**EXCERPT PROVIDED:**
** Start **
I’ve converted the vast majority of my *apply
usage over to purrr
functions. In an attempt to make this a quick post, I’ll refrain from going into all the benefits of the purrr
package. Instead, I’ll show just one thing that’s super helpful: formula functions.
After seeing this Quartz article using a visualization to compare the frequency and volume of mass shootings, I wanted to grab the data to look at it with a stats-eye (humans are ++gd at visually identifying patterns, but we’re also ++gd as misinterpreting them, plus stats validates visual assumptions). I’m not going into that here, but will use the grabbing of the data to illustrate the formula functions. Note that there’s quite a bit of “setup” here for just one example, so I guess I kinda am attempting to shill the purrr
package and the “piping tidyverse” just a tad.
If you head on over to the site with the data you’ll see you can download files for all four years. In theory, these are all individual years, but the names of the files gave me pause:
MST Data 2013 - 2015.csv
MST Data 2014 - 2015.csv
MST Data 2015 - 2015.csv
Mass Shooting Data 2016 - 2016.csv
So, they may all be individual years, but the naming consistency isn’t there and it’s better to double check than to assume.
First, we can check to see if the column names are the same (we can eyeball this since there are only four files and a small # of columns):
library(purrr)
library(readr)
dir() %>%
map(read_csv) %>%
map(colnames)
## [[1]]
## [1] "date" "name_semicolon_delimited"
## [3] "killed" "wounded"
## [5] "city" "state"
## [7] "sources_semicolon_delimited"
** End **
**WHAT THIS EXERCISE ASKS:**
A) Reproduce word for word the passage in the post on purrr formula functions, from "If you head" up to and including "map(colnames)".
B) Write the next part of the post on purrr formula functions, picking up after its last line.

**DATASET CONTENT:**
** Start **
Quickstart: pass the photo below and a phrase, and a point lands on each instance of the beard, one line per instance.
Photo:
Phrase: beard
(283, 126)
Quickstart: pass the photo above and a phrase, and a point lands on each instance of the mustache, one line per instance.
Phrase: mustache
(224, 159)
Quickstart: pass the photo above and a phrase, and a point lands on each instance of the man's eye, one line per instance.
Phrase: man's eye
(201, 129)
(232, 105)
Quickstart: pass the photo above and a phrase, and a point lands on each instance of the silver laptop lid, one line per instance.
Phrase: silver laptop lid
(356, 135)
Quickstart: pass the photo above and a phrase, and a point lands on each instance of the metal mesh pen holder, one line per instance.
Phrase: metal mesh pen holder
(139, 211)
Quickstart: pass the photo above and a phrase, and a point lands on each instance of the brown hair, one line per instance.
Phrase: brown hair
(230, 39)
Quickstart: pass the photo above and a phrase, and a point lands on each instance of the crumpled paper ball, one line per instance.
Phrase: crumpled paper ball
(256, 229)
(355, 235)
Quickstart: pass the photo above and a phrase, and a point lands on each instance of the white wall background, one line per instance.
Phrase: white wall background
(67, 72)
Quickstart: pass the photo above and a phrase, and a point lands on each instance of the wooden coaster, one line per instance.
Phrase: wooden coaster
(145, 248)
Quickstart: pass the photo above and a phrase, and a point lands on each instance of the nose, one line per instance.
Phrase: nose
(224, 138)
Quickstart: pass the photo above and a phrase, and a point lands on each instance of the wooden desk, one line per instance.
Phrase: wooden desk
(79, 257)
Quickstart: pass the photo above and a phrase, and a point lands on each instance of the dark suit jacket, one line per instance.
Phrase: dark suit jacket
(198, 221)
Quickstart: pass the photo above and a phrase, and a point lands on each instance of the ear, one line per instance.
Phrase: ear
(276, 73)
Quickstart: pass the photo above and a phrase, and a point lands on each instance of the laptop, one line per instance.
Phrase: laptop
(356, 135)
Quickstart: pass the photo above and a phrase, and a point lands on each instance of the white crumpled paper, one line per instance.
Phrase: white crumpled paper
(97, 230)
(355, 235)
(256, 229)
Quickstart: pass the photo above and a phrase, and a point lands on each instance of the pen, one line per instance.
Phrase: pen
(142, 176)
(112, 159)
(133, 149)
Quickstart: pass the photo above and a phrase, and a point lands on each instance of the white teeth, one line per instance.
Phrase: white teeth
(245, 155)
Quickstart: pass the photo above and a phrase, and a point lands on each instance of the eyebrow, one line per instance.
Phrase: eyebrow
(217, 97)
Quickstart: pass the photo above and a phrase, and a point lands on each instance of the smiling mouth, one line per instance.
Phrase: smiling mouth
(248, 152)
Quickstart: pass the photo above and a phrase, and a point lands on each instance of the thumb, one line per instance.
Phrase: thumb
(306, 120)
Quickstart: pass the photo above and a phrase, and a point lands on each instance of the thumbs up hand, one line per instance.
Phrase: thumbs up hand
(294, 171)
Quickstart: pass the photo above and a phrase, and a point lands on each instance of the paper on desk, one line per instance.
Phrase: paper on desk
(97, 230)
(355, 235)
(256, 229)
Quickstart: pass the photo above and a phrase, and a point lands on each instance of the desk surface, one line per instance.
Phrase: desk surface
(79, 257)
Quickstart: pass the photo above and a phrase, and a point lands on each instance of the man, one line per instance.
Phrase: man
** End **
**RESULTS FOR EACH TASK:**
A)
If you head on over to the site with the data you’ll see you can download files for all four years. In theory, these are all individual years, but the names of the files gave me pause:
MST Data 2013 - 2015.csv
MST Data 2014 - 2015.csv
MST Data 2015 - 2015.csv
Mass Shooting Data 2016 - 2016.csv
So, they may all be individual years, but the naming consistency isn’t there and it’s better to double check than to assume.
First, we can check to see if the column names are the same (we can eyeball this since there are only four files and a small # of columns):
library(purrr)
library(readr)
dir() %>%
map(read_csv) %>%
map(colnames)

B)
##
## [[2]]
## [1] "date" "name_semicolon_delimited"
## [3] "killed" "wounded"
## [5] "city" "state"
## [7] "sources_semicolon_delimited"
##
## [[3]]
## [1] "date" "name_semicolon_delimited"
## [3] "killed" "wounded"
## [5] "city" "state"
## [7] "sources_semicolon_delimited"
##
## [[4]]
## [1] "date" "name_semicolon_delimited"
## [3] "killed" "wounded"
## [5] "city" "state"
## [7] "sources_semicolon_delimited"
A quick inspection of the date
column shows it’s in month/day/year
format and we want to know if each file only spans one year. This is where the elegance of the formula function comes in:
library(lubridate)
dir() %>%
map(read_csv) %>%
map(~range(mdy(.$date))) # <--- the *entire* post was to show this one line ;-)
## [[1]]
## [1] "2016-01-06" "2016-07-25"
##
## [[2]]
## [1] "2013-01-01" "2013-12-31"
##
## [[3]]
## [1] "2014-01-01" "2014-12-29"
##
## [[4]]
## [1] "2015-01-01" "2015-12-31"
To break that down a bit:
dir()
returns a vector of filenames in the current directory- the first
map()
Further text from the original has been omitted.